**Required work**:
1. According to the blog post, which school did the writer start applying to, and for which semester?
2. Retype the passage of the blog post starting with "right now I" and going on through "carrie's life, eh?".

**Text**:

↓↓↓

Wednesday, May 02, 2007

what's the go with all these new set of rules that you live by? 'fraid you might die? watch 'em go by...

~the grates.

right now I feel like I'm doing some weird stuff. thinking some weird thoughts. and doing some weird things.

oh, none of 'em are that bad, per se. but the combo makes me go "hmmm...?"

like, what, exactly, is going on in carrie's life, eh?

I'm sure at some point you've all seen the illustration of filling a jar with lots of little different sized rocks. and y'know, at first they just pile 'em in there all willy-nilly, and they don't all fit. so then you start over, and you find if you make room for all the big rocks first, then it's a lot easier to find a place for the little rocks, too. and there aren't all these unsightly gaps and holes that you wish were filled but you can't make fit. It's about priorities.

I feel like very recently mine have been shaken up. And somebody erased all of the labels. And now I'm looking all over again at what actually matters to me. This process has brought me to one conclusion though...The Grates are soooooo right. Science Is Golden. Particularly definitions 3, 4, 5 and 6. At least for me. I'm like 80% sure I'm not gonna be a patent lawyer. I know I was all up and at 'em about it, but really? Not so sure it's for me. In addition to being frightened by the hours that I might have to work, I also realized that I keep straying from this central idea I've had the whole time--more engineering, please. pass the equations and calculations.

Yesterday I finally started applying to NC State for the Spring semester. I have a project here at work that will last until some time in October, and my work ethic isn't gonna let me quit before then.

↑↑↑

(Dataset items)
↓↓↓

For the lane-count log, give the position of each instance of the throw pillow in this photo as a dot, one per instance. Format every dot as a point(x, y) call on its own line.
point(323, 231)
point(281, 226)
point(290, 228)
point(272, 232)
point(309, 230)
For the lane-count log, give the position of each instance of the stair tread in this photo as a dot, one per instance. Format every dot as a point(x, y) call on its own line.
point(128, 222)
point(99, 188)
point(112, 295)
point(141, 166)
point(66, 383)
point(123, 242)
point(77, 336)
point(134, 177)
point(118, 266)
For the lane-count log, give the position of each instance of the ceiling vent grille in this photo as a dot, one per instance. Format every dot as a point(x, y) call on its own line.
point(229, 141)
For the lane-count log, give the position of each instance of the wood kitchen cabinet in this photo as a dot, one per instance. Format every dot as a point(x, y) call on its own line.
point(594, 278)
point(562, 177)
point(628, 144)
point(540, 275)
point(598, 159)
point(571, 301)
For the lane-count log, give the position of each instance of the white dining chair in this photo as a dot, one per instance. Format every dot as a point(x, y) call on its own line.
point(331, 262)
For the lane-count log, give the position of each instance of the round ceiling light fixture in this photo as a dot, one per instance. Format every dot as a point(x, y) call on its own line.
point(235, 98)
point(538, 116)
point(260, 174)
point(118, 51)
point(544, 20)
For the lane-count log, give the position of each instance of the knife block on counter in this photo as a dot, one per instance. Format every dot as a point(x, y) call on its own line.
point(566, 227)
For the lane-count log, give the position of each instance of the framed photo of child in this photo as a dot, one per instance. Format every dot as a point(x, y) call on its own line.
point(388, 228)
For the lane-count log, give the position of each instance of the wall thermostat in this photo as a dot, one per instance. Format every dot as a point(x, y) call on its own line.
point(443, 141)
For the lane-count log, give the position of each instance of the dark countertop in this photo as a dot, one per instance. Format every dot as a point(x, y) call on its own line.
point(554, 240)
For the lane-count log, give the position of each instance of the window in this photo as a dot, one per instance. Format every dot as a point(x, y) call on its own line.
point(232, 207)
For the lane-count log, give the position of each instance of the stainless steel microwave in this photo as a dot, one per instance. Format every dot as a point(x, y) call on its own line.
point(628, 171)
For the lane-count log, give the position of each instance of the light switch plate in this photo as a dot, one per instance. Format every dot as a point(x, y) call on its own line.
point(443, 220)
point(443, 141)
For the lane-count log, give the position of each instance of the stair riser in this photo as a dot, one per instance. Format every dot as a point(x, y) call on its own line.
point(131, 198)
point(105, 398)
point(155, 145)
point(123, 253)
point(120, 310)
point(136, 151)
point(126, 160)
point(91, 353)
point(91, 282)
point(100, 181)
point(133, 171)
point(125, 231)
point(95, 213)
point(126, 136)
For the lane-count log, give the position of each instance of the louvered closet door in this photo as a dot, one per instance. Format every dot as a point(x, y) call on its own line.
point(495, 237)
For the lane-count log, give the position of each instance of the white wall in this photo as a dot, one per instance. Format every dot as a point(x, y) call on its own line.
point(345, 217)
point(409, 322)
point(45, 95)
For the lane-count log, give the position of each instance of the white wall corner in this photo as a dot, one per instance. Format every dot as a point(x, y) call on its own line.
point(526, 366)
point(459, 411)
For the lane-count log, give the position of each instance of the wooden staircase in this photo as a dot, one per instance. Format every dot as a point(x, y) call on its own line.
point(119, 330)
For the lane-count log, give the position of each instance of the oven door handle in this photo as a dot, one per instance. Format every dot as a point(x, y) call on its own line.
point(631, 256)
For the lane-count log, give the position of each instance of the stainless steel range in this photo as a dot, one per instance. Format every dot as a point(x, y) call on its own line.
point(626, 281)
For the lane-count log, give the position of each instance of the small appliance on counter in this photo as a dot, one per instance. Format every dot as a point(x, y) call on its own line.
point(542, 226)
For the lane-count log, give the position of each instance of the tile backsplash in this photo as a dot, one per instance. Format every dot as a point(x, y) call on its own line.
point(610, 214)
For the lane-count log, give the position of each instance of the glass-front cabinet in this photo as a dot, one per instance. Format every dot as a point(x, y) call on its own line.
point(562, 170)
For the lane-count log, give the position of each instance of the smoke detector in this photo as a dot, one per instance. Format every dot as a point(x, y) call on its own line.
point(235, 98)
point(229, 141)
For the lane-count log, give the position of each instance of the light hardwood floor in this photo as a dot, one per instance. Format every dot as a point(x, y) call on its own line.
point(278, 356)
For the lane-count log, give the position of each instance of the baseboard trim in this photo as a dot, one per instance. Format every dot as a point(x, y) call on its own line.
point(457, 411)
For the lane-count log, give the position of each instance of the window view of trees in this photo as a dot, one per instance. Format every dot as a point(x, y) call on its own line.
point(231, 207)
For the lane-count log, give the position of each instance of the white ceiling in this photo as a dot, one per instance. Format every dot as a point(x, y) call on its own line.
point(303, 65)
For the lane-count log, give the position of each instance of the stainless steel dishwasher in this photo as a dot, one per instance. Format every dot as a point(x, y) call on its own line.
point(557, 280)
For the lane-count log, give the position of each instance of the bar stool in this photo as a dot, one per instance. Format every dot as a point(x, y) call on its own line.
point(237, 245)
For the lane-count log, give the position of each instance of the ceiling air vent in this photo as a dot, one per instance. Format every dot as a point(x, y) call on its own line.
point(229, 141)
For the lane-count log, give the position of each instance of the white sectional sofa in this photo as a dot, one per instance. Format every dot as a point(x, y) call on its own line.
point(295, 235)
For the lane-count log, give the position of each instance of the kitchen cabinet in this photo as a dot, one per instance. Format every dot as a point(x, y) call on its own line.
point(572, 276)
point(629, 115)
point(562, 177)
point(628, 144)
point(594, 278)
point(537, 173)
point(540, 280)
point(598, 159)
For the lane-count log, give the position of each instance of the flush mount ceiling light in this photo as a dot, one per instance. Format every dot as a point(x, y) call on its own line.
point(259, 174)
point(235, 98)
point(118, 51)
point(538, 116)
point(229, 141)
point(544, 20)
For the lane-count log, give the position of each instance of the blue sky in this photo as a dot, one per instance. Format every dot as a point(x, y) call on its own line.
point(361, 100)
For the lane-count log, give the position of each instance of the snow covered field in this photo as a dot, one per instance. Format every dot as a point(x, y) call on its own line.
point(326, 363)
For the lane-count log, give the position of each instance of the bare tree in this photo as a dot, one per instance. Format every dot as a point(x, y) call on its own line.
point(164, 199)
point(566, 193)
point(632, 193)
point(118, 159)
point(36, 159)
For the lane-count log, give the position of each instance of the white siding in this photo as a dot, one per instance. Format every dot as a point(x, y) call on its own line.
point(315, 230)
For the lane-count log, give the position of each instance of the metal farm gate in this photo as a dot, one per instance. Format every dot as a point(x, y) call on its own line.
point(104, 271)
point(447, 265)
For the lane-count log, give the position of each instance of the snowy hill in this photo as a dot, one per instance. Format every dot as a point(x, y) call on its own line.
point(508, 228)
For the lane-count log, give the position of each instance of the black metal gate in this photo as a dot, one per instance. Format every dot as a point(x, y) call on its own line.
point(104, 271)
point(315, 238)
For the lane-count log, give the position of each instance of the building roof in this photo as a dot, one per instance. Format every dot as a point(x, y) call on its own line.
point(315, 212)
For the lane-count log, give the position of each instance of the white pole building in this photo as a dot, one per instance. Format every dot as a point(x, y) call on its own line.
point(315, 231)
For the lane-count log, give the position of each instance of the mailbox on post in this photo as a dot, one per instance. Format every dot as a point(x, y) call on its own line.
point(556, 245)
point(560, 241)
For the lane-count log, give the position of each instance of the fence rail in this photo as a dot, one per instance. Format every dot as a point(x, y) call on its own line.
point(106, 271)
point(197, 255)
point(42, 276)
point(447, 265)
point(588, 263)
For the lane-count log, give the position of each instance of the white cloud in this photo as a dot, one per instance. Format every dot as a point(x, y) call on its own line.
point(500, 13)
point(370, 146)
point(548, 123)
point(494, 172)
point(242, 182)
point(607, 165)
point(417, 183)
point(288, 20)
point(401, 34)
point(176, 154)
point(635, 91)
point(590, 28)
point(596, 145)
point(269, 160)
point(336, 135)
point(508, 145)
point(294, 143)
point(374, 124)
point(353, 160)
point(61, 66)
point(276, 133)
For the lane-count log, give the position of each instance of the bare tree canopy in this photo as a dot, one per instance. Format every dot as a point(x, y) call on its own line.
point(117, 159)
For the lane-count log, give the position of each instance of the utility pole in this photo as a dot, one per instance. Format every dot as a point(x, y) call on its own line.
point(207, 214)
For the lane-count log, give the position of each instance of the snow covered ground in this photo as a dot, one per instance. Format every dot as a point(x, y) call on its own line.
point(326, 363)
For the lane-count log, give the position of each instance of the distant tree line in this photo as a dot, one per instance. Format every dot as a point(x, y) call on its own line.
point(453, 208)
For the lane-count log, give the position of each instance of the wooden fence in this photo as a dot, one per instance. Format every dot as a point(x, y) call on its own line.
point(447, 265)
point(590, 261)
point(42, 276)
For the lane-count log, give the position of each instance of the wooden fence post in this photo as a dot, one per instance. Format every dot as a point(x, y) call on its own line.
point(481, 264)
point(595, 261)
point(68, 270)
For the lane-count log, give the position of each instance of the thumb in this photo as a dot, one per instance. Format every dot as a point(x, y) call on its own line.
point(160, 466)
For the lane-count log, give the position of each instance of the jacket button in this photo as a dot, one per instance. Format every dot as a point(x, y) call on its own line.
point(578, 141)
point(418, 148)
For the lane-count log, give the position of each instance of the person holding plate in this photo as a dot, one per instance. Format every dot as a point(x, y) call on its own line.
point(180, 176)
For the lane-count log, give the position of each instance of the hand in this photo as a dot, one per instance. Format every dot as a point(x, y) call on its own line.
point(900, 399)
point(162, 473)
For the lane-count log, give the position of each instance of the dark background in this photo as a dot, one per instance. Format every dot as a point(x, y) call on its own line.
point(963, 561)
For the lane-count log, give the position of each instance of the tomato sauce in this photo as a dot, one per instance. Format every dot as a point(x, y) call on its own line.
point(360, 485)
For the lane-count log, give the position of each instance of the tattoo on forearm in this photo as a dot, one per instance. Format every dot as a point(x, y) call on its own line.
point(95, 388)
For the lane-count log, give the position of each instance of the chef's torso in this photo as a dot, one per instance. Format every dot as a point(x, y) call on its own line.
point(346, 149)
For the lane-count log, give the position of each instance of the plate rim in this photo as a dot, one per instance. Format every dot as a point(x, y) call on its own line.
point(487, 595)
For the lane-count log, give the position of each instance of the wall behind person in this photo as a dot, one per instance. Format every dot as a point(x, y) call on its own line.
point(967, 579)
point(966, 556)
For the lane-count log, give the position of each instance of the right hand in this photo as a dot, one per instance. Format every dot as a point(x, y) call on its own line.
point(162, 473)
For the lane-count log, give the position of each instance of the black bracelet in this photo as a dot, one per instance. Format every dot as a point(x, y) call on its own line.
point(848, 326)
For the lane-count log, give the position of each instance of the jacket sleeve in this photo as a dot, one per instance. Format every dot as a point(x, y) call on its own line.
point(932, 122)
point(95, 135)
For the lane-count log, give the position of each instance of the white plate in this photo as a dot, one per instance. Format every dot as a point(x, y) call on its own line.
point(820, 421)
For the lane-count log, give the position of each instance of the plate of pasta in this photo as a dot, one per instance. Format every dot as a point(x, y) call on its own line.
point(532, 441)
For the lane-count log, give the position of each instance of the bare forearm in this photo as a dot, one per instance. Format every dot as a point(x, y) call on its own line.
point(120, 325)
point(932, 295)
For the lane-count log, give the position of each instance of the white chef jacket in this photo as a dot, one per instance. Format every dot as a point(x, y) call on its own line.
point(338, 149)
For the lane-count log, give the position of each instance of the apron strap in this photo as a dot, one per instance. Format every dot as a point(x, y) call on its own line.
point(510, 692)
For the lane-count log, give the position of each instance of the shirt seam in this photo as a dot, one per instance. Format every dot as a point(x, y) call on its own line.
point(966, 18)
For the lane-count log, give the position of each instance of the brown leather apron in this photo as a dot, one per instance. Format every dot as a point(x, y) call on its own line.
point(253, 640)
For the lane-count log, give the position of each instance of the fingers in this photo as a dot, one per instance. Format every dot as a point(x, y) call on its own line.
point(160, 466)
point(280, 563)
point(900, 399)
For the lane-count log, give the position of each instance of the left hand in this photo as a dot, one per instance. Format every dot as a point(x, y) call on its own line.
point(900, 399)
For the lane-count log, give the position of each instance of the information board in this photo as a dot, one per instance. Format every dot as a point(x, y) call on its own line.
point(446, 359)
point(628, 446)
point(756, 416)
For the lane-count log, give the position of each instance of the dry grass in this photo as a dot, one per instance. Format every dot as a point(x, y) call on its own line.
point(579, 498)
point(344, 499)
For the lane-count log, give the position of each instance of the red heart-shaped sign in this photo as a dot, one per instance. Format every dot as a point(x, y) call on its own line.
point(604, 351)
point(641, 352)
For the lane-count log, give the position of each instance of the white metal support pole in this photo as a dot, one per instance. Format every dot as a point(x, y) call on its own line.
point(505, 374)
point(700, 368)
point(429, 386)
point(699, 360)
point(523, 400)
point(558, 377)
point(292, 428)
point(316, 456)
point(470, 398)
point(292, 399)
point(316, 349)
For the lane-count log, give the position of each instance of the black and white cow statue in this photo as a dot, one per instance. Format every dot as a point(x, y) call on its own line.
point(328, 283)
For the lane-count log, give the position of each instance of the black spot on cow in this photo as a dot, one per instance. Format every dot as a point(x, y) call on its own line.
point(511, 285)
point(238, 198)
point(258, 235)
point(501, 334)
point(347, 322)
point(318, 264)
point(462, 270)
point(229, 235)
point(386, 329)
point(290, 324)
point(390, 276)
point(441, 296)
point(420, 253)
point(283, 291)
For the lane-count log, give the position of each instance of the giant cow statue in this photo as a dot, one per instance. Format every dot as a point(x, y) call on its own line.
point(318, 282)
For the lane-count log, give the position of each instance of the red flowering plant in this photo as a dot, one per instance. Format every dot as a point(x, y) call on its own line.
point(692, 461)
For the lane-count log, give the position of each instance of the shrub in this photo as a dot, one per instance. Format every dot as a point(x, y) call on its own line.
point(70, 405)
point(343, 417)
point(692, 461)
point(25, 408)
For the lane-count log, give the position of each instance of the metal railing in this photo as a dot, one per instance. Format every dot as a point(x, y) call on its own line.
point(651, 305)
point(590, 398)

↑↑↑

**Answer set**:
1. NC State, for the Spring semester.

2.
right now I feel like I'm doing some weird stuff. thinking some weird thoughts. and doing some weird things.

oh, none of 'em are that bad, per se. but the combo makes me go "hmmm...?"

like, what, exactly, is going on in carrie's life, eh?